[Task list]
1/ List every file named in the machine kit that the post on brand guidelines for AI agents describes.
2/ From the post on brand guidelines for AI agents, copy the part between "We wrote recently" and "brand’s own words.", inclusive, swapping "domain" for "website".

[Document passage]
5 min read

Brand guidelines your agents can read

A dense field of small monospaced binary digits in light grey, filling the entire frame. Most of the surface is ones, while runs of zeros thread through the middle band in shifting densities, forming larger blocky letterforms that only emerge when you stop reading the digits and see the pattern. Nothing is framed, bounded, or placed in a corner; the whole surface is the message.

Every serious brand has guidelines, usually a PDF: carefully typeset, thorough, and opened by almost nobody after launch week. There is now another audience that is unlikely ever to see it. When someone asks an AI assistant about your company, it is unlikely to consult the guidelines at all. It searches the public information it can find, often starting with your website, and makes its best guess. Your positioning, your tone, and your services are already being paraphrased by systems you have never briefed.

We think that audience deserves the same rigour as any other. So we started with ourselves.

What we shipped

The Bodkin website now publishes a small, structured kit for machines, sitting quietly alongside the pages people see.

  • llms.txt: an index of who we are, what we do, our work, and our writing, published using an emerging convention that makes a site’s important content easier for agents to find.
  • capabilities.json: every service we offer, with capabilities and honest answers to common questions, as structured data.
  • work.json: our case studies, clients, and disciplines.
  • studio.json: the facts. Where we are, how to reach us.
  • voice.md: our verbal identity, written as instructions an agent can follow when writing as Bodkin.

None of it is hidden. You can open every file in a browser, and that openness is the point: a machine layer that only one company can read is not an identity, it is a liability.

No assistant is guaranteed to discover or prioritise these files yet, and publishing them is not a switch that controls every answer. What it changes is what happens when an agent does look for authoritative information, or is pointed at it: there is something deliberate, current, and in our own words for it to find.

The interesting part is not the files

Anyone can upload a text file. The part we care about is where the content comes from, because nothing in the kit is written by hand and left to rot. Every file is generated at build time from the same data that renders the website itself, so publishing a case study adds it to the kit, and retiring a service removes it. The machine-readable layer cannot quietly drift away from the website, because both are made from the same source.

That is the difference between documentation and a system. A PDF is a photograph of a brand on the day it shipped. This is a live feed.

There is a small proof of the idea in this very post. Before it was published, it was checked against our own voice.md: UK English, no em dashes, the Oxford comma, and paragraphs written in the register the piece calls for. The same file that briefs an agent briefed this writing, and it has already earned its first revision. Writing our long-form essays against it exposed a paragraph rule that was too blunt, made for scannable site copy and wrong for sustained reading, so the voice now carries two registers. Guidelines that get used get better. That was always the theory, and it took one week to prove it on ourselves.

The dictionary half of an older idea

We wrote recently that the next identity will be recognised, not scanned. The argument was that a pattern only has to say who you are, because once a machine knows who it is looking at, the brand’s own domain can supply everything verified and current, in the brand’s own words.

This kit is an early piece of that second half, not the whole of it. A full dictionary needs more than facts and voice: signed words, proof of what the brand does and does not authorise, and answers a machine can verify rather than simply read. The pattern research continues in the open. The dictionary has its first pages.

Try it yourself

Open a fresh conversation with any assistant that can browse, ask it to fetch bodkin.studio/llms.txt, and have it describe the studio. Then ask it to read voice.md and write a sentence as Bodkin. If it comes back with our actual services, our real work, and a sentence we would happily publish, the system is doing its job. That is the test: not whether the files exist, but whether a machine that has never met us can represent us properly.

Where this goes

We are now building brand systems this way for clients: designed for both audiences from the start, with the human guidelines and the machine kit generated from one source of truth. We have come to call them AI-native brand systems, and we suspect that within a few years the term may sound as redundant as responsive web design does now.

[Image-grounded pointing data]
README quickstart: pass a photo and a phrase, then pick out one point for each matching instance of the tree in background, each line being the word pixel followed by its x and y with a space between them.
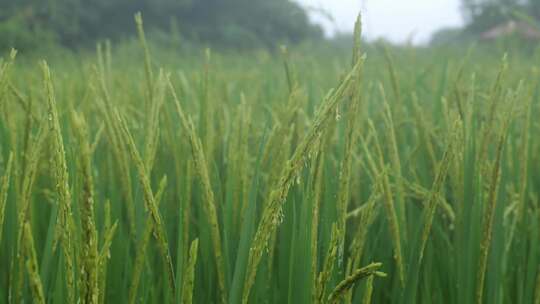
pixel 241 23
pixel 482 15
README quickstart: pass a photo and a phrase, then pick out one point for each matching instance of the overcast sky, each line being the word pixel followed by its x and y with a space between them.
pixel 396 20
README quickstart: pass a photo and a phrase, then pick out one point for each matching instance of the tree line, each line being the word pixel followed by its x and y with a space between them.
pixel 243 23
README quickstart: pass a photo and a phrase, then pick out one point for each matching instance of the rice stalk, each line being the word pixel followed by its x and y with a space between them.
pixel 142 246
pixel 489 212
pixel 272 212
pixel 32 266
pixel 150 202
pixel 328 266
pixel 389 205
pixel 209 206
pixel 394 158
pixel 89 287
pixel 341 289
pixel 316 201
pixel 4 187
pixel 437 187
pixel 104 253
pixel 65 225
pixel 189 274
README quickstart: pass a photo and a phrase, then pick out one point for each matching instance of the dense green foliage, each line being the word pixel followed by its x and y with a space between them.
pixel 242 179
pixel 483 15
pixel 26 24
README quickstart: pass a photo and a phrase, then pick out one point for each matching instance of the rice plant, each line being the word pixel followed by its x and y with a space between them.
pixel 408 176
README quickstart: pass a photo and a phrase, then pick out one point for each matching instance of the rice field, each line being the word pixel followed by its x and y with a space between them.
pixel 371 175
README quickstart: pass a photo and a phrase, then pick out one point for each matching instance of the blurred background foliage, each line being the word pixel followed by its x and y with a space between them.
pixel 27 24
pixel 238 24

[Answers in order]
1/ llms.txt, capabilities.json, work.json, studio.json, voice.md

2/
We wrote recently that the next identity will be recognised, not scanned. The argument was that a pattern only has to say who you are, because once a machine knows who it is looking at, the brand’s own website can supply everything verified and current, in the brand’s own words.